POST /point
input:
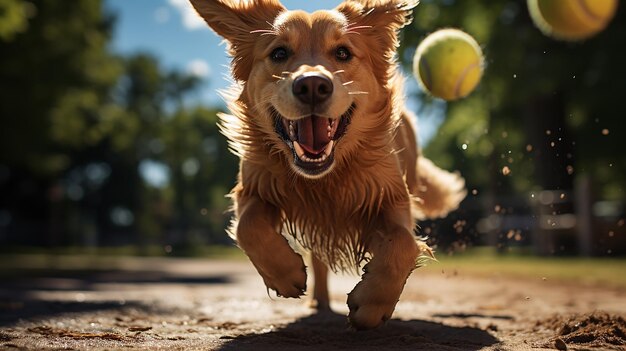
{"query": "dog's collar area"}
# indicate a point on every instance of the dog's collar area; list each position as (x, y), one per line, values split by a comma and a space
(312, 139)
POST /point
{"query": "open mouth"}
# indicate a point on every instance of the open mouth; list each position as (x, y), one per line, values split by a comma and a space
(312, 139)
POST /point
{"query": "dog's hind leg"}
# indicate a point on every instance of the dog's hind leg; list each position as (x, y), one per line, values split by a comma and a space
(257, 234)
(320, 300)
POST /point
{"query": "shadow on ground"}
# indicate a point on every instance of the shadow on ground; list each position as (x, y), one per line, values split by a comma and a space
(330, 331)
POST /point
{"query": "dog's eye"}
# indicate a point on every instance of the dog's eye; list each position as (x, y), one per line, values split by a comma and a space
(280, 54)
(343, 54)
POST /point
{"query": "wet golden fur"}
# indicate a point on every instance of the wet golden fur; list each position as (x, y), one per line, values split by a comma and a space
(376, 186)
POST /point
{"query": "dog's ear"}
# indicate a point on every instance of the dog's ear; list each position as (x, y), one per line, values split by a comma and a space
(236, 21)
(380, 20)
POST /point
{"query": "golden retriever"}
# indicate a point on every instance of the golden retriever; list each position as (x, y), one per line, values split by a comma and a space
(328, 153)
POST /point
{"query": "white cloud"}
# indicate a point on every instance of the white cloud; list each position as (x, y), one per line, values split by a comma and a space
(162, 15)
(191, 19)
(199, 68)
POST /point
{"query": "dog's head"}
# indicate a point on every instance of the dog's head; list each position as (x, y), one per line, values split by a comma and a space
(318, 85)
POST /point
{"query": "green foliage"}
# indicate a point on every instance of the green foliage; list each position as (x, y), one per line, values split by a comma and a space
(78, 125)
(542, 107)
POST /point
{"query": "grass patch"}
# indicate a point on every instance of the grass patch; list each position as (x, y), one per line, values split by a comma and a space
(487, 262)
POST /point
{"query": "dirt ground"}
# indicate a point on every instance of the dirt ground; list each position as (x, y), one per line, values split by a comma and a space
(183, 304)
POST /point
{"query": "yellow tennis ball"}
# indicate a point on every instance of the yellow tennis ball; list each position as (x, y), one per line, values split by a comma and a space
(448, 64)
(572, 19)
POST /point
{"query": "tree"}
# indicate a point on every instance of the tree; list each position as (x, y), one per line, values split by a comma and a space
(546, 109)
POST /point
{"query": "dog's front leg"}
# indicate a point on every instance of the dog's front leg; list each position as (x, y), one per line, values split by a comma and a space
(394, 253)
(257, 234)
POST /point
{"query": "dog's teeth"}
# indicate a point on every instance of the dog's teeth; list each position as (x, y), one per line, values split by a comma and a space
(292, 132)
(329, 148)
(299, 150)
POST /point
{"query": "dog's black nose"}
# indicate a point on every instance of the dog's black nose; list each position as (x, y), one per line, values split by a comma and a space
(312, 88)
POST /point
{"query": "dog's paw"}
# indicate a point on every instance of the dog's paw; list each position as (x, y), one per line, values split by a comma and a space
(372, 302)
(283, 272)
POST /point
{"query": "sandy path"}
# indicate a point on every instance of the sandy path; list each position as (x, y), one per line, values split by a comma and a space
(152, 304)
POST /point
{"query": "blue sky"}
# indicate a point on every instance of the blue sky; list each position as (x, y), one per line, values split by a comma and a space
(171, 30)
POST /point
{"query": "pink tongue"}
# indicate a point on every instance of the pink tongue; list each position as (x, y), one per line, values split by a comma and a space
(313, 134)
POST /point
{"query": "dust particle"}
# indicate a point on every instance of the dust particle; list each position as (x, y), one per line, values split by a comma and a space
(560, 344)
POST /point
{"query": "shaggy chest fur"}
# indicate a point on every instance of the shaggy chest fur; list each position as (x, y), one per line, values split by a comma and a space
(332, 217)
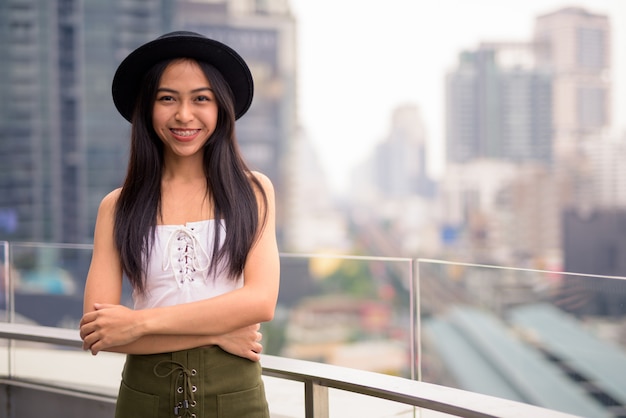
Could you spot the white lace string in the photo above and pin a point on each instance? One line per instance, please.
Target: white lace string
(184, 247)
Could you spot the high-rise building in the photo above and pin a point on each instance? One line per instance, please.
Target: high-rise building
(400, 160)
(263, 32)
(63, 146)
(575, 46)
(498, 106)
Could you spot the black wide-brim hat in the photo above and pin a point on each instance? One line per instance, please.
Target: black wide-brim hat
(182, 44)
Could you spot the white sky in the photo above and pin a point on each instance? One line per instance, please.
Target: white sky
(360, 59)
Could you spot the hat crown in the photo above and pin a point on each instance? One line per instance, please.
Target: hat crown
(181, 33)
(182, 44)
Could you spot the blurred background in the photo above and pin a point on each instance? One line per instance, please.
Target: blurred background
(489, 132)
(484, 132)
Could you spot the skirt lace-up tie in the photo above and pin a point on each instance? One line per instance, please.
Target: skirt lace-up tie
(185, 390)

• **Problem**: From the material above, set down each entry exactly, but exclude the pictures.

• **Result for this task**:
POST /point
input:
{"query": "dog's collar area"}
# indicate a point on every instance of the dog's collar area; list each position as (x, y), one per line, values split by a comma and a space
(312, 139)
POST /point
{"query": "open mouth"}
# indicate a point on every instance of the open mouth; list each position as (x, y), one per line, values split by a comma and a space
(312, 139)
POST /point
{"query": "dog's hind leg"}
# indicate a point on every instance of the dog's hind leg; list each position as (x, y), one per line, values split by a comma and a space
(257, 234)
(320, 300)
POST /point
{"query": "shadow on ground"}
# indicate a point on every instance of the shadow on ground; list each position as (x, y), one per line, values split by a comma and a space
(330, 331)
POST /point
{"query": "dog's eye"}
# indicate a point on every instance of the dog's eye; list each position as (x, y), one per line, values split by a comma and a space
(280, 54)
(343, 54)
POST /point
{"query": "wet golden fur"}
# indicate a point on every instance of the wet golden fur; list each position as (x, y), one per line, values split by a comma and a space
(376, 186)
POST /point
{"query": "dog's ear"}
# indicate a point on every instance of the dog's ear; list each position as (x, y), one per line, values split by a comma and a space
(236, 21)
(380, 20)
POST /point
{"query": "golden retriever"}
# indicate a point on every instance of the golden retriever; list each position as (x, y), one per line, values split by a comma and a space
(328, 153)
POST /point
{"query": "white cloud"}
# indicate a point on every instance of the white cloud; list each position as (x, y), one per line, values split by a comma and a space
(162, 15)
(191, 19)
(199, 68)
POST /point
{"query": "dog's head"}
# indicate a point on every instance of the dog's head; list each position as (x, y), one per line, values split by a comma and a space
(318, 85)
POST /point
{"query": "green foliage"}
# indicate a point on every instance of the green foliage; list each position as (x, y), one per line, values split by a comma and a space
(78, 125)
(542, 107)
POST /point
{"query": "grass patch"}
# indicate a point on every instance of the grass patch; list each position as (x, y), one per line, values split by a comma and a space
(487, 262)
POST /point
{"query": "dirt ground"}
# indicate a point on every instance of the dirt ground; list each position as (x, y), one per line, values split by a comma and a space
(183, 304)
POST /point
{"query": "yellow tennis ball"}
# indicate a point on every instance of the yellow tennis ball; list each position as (x, y), one per line, values split by a comma and a space
(448, 64)
(572, 19)
POST /point
{"query": "tree"}
# indicate a point on every instance of the tree; list each position as (x, y), one per line, values split by a comma and a space
(546, 109)
POST /point
{"query": "dog's front leg"}
# indicate a point on every instance of the dog's front leg; list each position as (x, y), one per line, values split by a comma and a space
(394, 253)
(257, 234)
POST /point
{"query": "dog's teeth"}
# indicate a point on every instance of the dog's teeth; list each position as (x, y), one per line, values split by a comma and a space
(292, 132)
(329, 148)
(299, 150)
POST /point
{"query": "dog's black nose"}
# indicate a point on every instance of the dog's black nose; list each position as (x, y), one per line, values split by a comma and a space
(312, 88)
POST /point
{"query": "dog's paw"}
# indicate a point on every instance of the dog's paw; list each position as (x, y), one per line, values split by a comma and a space
(372, 302)
(283, 272)
POST /point
{"query": "sandy path"}
# indicate a point on every instance of the sandy path; list each position as (x, y), one per line, values split by a comma and a space
(152, 304)
POST /point
{"query": "blue sky"}
# indicate a point on every instance of the blue sky; list each position as (x, y), one per line, values split by a comma and a space
(171, 30)
POST /point
{"query": "pink tongue"}
# indicate a point on every instance of the pink tongue; list each position as (x, y), one per line, values split by a comma and a space
(313, 134)
POST /point
{"query": "dust particle"}
# indicate a point on every instance of the dust particle; list each position as (x, y), one per line, values split by a comma and a space
(560, 344)
POST /point
{"query": "shaggy chest fur"}
# indicate a point on every instance of the shaggy chest fur; list each position as (x, y), one per line, values split by a comma and a space
(332, 217)
Could you spot the white lace string in the photo above and pin a point on each instance? One line per instance, please.
Target: white lace string
(184, 247)
Could you spot the high-rise building in the photo above and pin a point on each instance? One line per instance, please.
Target: high-rise building
(400, 160)
(263, 32)
(63, 146)
(575, 46)
(498, 106)
Could you spot the black wide-brim hat in the photo above and pin a point on each instance? One line per instance, please.
Target: black wide-brim hat
(182, 44)
Could you spot the white sky in the photo above and pin a point on each instance? One line per instance, please.
Target: white sky
(360, 59)
Could you spot the hat crown in the photo above and pin a point on each instance? One line per instance, please.
Target: hat crown
(181, 33)
(182, 44)
Could you spot the blurred background in the photo above and pin a point on each instance? One line per instance, please.
Target: blurred background
(489, 132)
(484, 132)
Could you spot the skirt lace-up tie in the photo above and pin a point on each instance? One line per instance, please.
Target: skirt lace-up tie
(185, 390)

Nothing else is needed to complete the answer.